[EXERCISE INPUTS]:
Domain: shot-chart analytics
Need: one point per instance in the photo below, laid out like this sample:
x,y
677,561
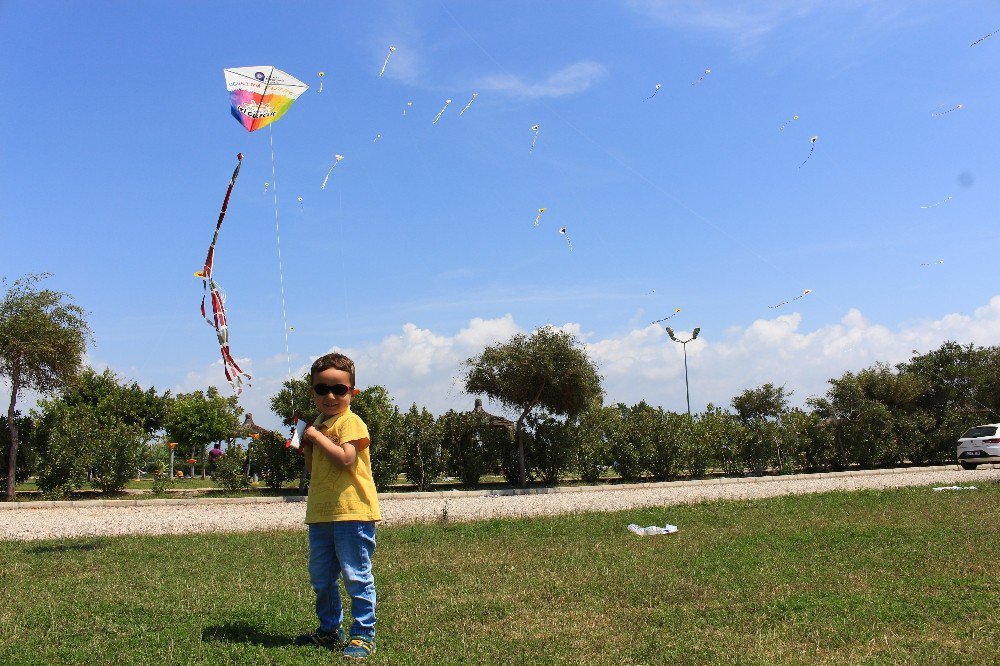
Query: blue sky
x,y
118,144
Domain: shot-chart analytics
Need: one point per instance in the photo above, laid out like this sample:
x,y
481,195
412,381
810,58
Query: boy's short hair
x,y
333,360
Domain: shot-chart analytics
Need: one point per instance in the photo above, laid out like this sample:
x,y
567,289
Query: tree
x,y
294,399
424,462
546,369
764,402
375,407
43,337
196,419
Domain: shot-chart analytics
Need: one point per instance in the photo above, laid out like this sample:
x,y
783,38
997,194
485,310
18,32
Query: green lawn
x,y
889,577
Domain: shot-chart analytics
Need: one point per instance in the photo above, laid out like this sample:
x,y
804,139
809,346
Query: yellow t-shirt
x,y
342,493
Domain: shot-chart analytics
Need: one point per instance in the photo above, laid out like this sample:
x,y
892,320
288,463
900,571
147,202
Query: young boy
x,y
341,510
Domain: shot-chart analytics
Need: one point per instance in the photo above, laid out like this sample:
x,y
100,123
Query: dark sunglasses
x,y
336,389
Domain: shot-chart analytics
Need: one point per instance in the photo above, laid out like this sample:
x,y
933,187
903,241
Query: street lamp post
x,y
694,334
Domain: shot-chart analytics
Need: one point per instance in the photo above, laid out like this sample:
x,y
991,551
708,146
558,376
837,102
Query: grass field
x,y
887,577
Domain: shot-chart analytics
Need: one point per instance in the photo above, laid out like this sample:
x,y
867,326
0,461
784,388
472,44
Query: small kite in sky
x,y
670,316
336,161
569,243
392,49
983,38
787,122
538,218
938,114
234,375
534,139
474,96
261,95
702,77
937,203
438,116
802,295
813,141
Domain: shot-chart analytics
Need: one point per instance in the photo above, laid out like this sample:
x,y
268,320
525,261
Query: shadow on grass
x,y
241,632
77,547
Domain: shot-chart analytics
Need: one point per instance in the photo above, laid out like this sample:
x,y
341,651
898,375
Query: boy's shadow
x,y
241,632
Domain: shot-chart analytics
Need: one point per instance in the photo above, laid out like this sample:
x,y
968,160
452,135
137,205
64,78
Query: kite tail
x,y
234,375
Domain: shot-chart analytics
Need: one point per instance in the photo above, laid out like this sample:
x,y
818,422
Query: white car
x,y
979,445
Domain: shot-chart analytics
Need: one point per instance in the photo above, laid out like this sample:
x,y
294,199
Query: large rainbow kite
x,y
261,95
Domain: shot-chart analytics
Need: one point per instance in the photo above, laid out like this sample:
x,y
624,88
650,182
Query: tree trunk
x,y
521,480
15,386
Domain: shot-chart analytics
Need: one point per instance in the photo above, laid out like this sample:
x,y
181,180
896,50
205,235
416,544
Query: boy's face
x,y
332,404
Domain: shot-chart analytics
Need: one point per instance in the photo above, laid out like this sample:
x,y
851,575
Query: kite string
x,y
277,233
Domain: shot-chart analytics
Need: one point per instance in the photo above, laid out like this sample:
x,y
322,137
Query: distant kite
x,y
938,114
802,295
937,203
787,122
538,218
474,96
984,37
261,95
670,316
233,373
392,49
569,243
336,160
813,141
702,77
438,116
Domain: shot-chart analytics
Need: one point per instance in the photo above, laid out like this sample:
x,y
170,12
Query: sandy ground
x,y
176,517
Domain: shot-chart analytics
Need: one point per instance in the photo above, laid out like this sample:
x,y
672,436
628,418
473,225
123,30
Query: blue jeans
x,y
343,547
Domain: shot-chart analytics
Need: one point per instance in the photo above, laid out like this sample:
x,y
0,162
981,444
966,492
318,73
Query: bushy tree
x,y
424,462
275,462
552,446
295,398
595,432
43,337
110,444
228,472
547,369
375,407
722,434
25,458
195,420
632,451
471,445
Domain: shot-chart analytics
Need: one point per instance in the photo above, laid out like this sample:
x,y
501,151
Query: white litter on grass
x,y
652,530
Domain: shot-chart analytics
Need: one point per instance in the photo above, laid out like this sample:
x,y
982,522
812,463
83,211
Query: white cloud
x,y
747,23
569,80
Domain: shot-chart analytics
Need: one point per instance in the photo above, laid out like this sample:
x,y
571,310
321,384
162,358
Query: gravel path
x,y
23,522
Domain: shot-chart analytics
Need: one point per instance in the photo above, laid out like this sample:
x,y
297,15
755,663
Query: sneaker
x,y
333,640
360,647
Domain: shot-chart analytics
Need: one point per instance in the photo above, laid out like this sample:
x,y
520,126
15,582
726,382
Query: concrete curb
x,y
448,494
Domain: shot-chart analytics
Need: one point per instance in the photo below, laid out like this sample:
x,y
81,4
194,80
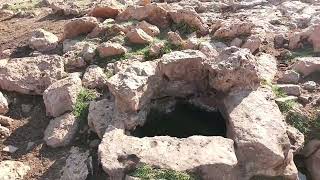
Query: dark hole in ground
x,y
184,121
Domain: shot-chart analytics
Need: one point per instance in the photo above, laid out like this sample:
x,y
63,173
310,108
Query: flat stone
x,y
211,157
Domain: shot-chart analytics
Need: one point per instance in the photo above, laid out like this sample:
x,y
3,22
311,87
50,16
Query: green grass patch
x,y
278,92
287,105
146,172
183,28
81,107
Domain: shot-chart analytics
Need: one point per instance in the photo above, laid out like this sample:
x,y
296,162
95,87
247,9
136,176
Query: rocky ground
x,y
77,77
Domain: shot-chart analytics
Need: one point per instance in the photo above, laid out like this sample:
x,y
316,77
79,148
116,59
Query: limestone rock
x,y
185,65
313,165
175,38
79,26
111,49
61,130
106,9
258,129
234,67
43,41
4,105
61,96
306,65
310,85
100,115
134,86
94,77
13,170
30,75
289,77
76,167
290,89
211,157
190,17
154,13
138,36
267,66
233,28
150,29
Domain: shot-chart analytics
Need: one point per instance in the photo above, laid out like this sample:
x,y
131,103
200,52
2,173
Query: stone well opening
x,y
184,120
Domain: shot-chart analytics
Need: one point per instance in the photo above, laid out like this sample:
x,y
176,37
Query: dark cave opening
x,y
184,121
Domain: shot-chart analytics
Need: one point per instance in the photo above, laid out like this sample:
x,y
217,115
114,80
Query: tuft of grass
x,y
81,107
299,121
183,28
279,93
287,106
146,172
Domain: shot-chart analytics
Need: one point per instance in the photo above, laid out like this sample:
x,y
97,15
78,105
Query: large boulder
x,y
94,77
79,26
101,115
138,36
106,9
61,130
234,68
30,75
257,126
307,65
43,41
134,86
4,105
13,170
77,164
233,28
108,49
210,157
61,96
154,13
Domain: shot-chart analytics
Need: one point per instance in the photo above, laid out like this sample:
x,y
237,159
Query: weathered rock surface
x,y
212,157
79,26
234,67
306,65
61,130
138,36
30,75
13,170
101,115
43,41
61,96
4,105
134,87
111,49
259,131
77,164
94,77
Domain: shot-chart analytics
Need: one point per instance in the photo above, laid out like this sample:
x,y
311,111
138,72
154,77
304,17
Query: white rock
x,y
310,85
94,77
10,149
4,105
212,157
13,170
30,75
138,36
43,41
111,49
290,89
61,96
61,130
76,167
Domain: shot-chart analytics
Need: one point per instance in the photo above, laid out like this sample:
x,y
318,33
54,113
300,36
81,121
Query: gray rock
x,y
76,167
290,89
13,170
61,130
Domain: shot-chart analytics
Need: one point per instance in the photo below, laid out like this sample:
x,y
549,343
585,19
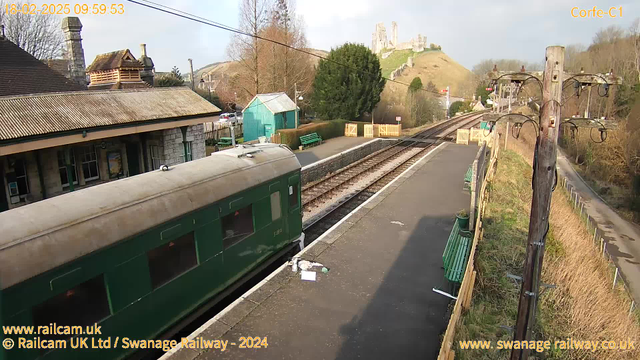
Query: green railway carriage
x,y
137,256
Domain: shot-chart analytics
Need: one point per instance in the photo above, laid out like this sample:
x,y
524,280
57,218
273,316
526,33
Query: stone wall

[GIVEN PROBLEM]:
Give only the number of lines in the data above that contain the string "grass", counting matches as case-sensitive.

[FULL OUTPUT]:
5